**ОТРЫВОК ДЛЯ ЧТЕНИЯ:**
====

Теперь, перечитывая все им написанное, я думаю все-таки проза Кузмина долговечнее его стихов. Кузмин ввел несомненное новшество в повествование: он додумался записывать человеческую речь не в упорядоченном и сглаженном виде, а во всей ее бессвязности. Оттого его диалоги кажутся необычайно живыми. Перечтите «Прерванную повесть», в прозаической ее редакции: эти обрывки слов, обрывки мыслей, на лету схваченных, куски разговоров передают самую ткань жизни. Так действительно говорят люди, насилуя грамматику и логику. Но дословная передача бесформенной живой речи есть прием бедный и скудный, ничего не обещающий. Диалогический стиль Пильняка и большинства «новых» произошел отчасти отсюда. К настоящему, — без кавычек высокому — искусству это относится приблизительно так, как цветная фотография к живописи.
Позднее Кузмин стал сдержаннее в этом отношении. Однако диалоги в его повестях и рассказах остались особенно живыми, и в этом их прелесть. Но Кузмин редко справляется с общим замыслом, а большей частью и замысла у него никакого нет. Просто анекдот или житейская мелкая хроника. Исключением мне кажется «Покойница в доме» — стройная и ясная повесть. Почти все его вещи, в особенности крупные, расходятся по швам, распадаются на куски. Несколько очень зорко подмеченных подробностей, два-три очаровательных разговора, тревожно-любовных или насмешливых — и больше ничего. Кузмин не бытописатель, конечно, и не хочет им быть. Нельзя от него требовать широких картин. Но даже и одного живого человека он создать не в состоянии: общее всегда от него ускользает. С птичьего полета он ни на что не взглянул.

====

**ВАШЕ ЗАДАНИЕ:**
Ответьте по отрывку о прозе Кузмина:
1. Какую повесть автор советует перечесть в прозаической редакции?
2. С чем сравнивается отношение дословной передачи живой речи к настоящему искусству, если живопись взята за образец?
3. Какую повесть автор называет исключением и считает стройной и ясной?
Список после отрывка здесь не понадобится.

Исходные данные
====

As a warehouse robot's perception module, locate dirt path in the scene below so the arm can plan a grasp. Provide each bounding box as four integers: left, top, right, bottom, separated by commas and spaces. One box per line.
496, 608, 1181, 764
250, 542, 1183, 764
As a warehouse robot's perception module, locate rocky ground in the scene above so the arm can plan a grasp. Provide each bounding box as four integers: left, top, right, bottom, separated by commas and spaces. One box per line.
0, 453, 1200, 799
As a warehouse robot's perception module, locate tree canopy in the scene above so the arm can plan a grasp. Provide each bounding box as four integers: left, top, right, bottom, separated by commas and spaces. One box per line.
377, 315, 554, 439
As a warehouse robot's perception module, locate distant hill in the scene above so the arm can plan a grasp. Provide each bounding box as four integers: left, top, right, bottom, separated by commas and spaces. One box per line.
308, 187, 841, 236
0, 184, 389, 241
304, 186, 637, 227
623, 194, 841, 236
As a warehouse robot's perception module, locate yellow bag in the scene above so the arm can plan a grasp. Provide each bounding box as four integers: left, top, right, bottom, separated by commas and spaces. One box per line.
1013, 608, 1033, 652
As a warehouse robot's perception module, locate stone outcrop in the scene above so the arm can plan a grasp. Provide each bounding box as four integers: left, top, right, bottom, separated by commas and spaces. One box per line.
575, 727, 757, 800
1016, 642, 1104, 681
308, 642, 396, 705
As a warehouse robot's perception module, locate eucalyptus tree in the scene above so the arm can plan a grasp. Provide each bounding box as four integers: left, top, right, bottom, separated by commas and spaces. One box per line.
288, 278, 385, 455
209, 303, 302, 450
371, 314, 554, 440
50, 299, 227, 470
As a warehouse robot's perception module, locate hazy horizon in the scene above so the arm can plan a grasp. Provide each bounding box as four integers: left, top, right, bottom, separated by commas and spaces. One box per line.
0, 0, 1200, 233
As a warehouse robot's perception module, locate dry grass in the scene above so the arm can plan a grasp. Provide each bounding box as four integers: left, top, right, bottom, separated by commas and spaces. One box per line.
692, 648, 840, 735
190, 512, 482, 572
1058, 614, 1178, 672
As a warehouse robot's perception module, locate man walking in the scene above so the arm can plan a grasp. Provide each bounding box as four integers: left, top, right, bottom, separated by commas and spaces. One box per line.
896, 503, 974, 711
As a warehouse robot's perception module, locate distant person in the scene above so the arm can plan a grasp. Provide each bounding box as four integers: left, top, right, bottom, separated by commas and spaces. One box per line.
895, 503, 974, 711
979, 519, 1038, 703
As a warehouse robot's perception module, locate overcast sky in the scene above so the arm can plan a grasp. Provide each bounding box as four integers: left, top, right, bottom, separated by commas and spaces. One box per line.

====

**РЕЗУЛЬТАТ ЗАДАНИЯ:**
1. «Прерванную повесть».
2. С цветной фотографией.
3. «Покойница в доме».